▶ GIVEN PASSAGE:
Start

For example, assuming an alphabet of 26 characters, you may end up with
a tree such that if you try to search, for example, for the string "AAAA",
you first have to choose the left node 25 times before you find the first
one equal to A, after which you have to choose again the left node 25
times for the second A, and so on.
However, if the tree was fully balanced, then you would only have to
choose the left node 5 times (or less) for each of the A's (because
log2(26) = 5). The problem of course accentuates itself with larger
alphabets (eg. if you had a full byte alphabet, ie. 256 distinct "letters").
Thinking about the problem, I see two possible solutions: You could come
up with a really contrived solution, similar to how binary search trees are
kept balanced (eg. by using the same techniques as with a red-black tree).
However, I can think of a much easier solution which doesn't need any
rebalancing:
Always create every node so that it partitions the alphabet in two equal
parts. In other words, assuming an alphabet of A-Z, the root node would
*always* be N. Then create new nodes as needed (for the string to be
inserted): If the first character of the new string is less then N, then
create a G node at the left of the root (regardless of what the first
character of the string was). If it's larger, create a T node at the right.

End

▶ ENTRIES:
Start

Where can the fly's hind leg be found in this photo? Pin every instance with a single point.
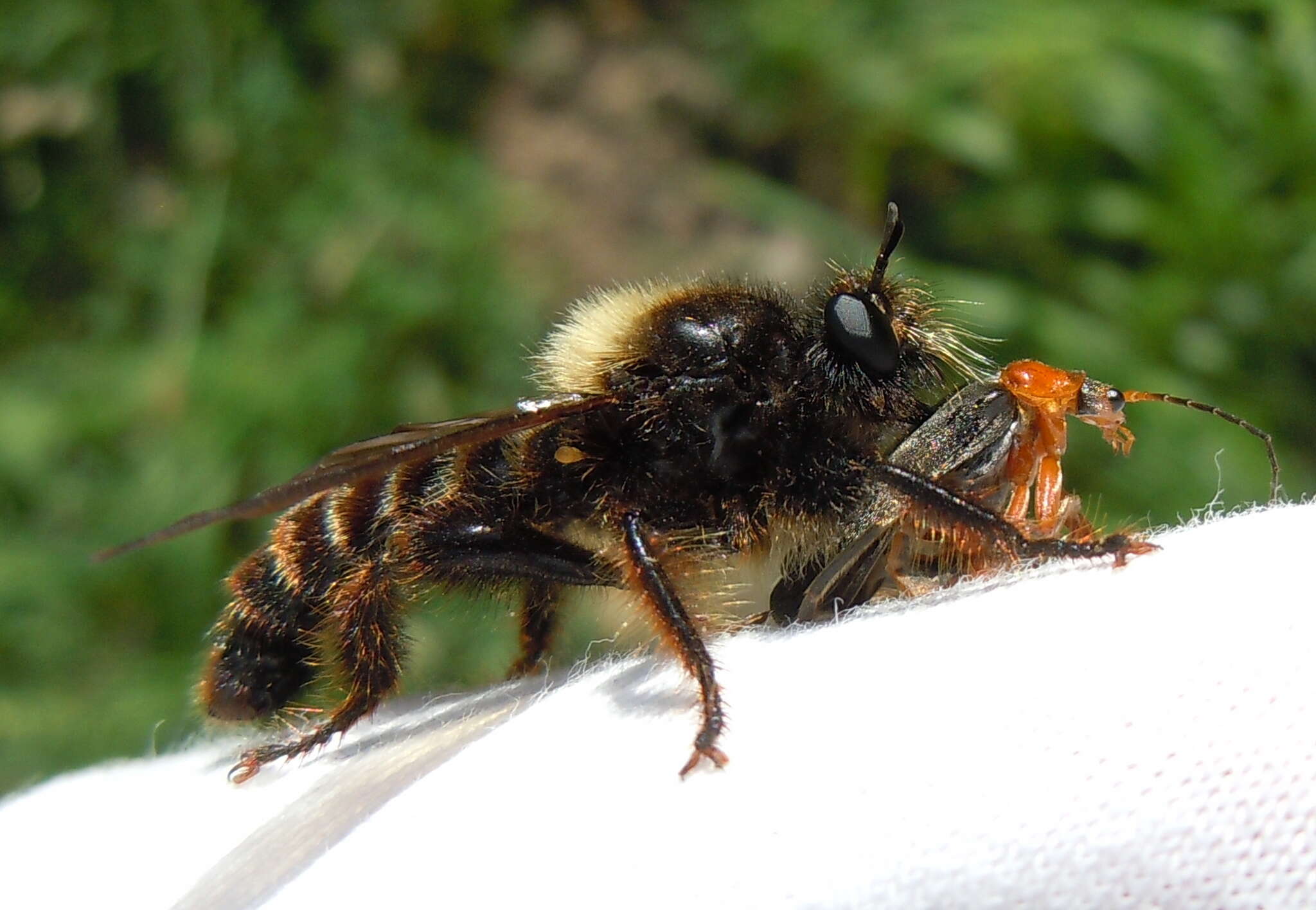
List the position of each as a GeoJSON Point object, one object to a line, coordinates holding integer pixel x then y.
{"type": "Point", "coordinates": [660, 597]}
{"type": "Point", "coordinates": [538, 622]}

End
Start

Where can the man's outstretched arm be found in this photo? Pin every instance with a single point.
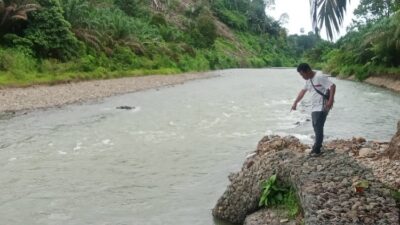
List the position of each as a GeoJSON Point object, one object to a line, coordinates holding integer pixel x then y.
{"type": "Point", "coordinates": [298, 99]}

End

▶ WRITTEN REQUEST A: Using the search-tree passage, decide whether each statement agrees with it, answering yes or no and quoting the deciding words exactly: (i) In a fully balanced tree, each A takes at most 5 left-node choices. (ii) The easier solution still needs rebalancing like a red-black tree. (iii) When the first character is larger than N, a G node is created at the right.
▶ WRITTEN REQUEST B: Retype the search-tree passage word for word, everything from "For example, assuming" down to "A, and so on.".
The data come from a different source than the search-tree passage.

▶ EXERCISE OUTPUT A:
(i) Yes: "choose the left node 5 times (or less) for each of the A's"
(ii) No: "a much easier solution which doesn't need any rebalancing"
(iii) No: "If it's larger, create a T node at the right."

▶ EXERCISE OUTPUT B:
For example, assuming an alphabet of 26 characters, you may end up with
a tree such that if you try to search, for example, for the string "AAAA",
you first have to choose the left node 25 times before you find the first
one equal to A, after which you have to choose again the left node 25
times for the second A, and so on.